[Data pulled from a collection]
○ ○ ○ ○ ○
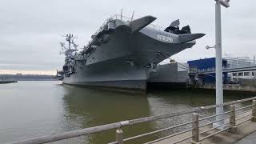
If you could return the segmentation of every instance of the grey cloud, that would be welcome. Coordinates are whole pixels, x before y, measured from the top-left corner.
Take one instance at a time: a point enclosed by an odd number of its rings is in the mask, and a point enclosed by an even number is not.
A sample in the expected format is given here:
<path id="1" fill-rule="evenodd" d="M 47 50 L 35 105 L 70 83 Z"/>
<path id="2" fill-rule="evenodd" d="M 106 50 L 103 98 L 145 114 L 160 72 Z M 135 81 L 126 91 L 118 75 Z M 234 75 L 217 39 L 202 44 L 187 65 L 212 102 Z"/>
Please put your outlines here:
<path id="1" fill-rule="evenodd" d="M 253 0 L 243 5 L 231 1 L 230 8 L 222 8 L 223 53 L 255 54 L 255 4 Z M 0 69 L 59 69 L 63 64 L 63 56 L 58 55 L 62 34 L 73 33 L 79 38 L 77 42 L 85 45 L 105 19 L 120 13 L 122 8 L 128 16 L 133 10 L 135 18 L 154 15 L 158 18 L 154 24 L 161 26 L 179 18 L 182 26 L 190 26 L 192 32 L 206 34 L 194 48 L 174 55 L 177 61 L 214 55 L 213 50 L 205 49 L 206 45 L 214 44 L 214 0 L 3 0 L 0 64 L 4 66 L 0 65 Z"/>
○ ○ ○ ○ ○
▶ _Task description_:
Can you render the listing above as a Markdown table with the columns Row and Line, numbering each non-blank line and omitting the pictures?

▶ _Output of the task_:
| Row | Line |
|---|---|
| 1 | If you could return the segmentation of every instance of the grey cloud, that would be welcome. Coordinates are whole pixels, x before y, measured from the top-left corner. |
| 2 | Take one instance at a time: a point enclosed by an odd number of its rings is in the mask, and a point enclosed by an even number is not. |
| 3 | A sample in the expected format is given here: |
| 4 | <path id="1" fill-rule="evenodd" d="M 47 50 L 35 105 L 70 83 Z"/> |
| 5 | <path id="2" fill-rule="evenodd" d="M 106 50 L 103 98 L 145 114 L 160 72 Z M 135 81 L 126 91 L 118 75 Z M 234 75 L 217 39 L 202 44 L 187 65 L 212 102 Z"/> |
| 6 | Please put your outlines here: |
| 7 | <path id="1" fill-rule="evenodd" d="M 253 0 L 243 5 L 231 1 L 230 8 L 222 8 L 223 53 L 255 54 L 255 4 Z M 0 69 L 59 69 L 63 64 L 63 56 L 58 55 L 62 34 L 73 33 L 79 38 L 77 42 L 85 45 L 105 19 L 120 13 L 122 8 L 128 16 L 133 10 L 135 18 L 154 15 L 158 18 L 154 24 L 161 26 L 179 18 L 182 26 L 190 26 L 192 32 L 206 34 L 194 48 L 174 55 L 177 61 L 214 55 L 213 50 L 205 49 L 206 45 L 214 44 L 214 0 L 3 0 L 0 64 L 4 66 L 0 65 Z"/> |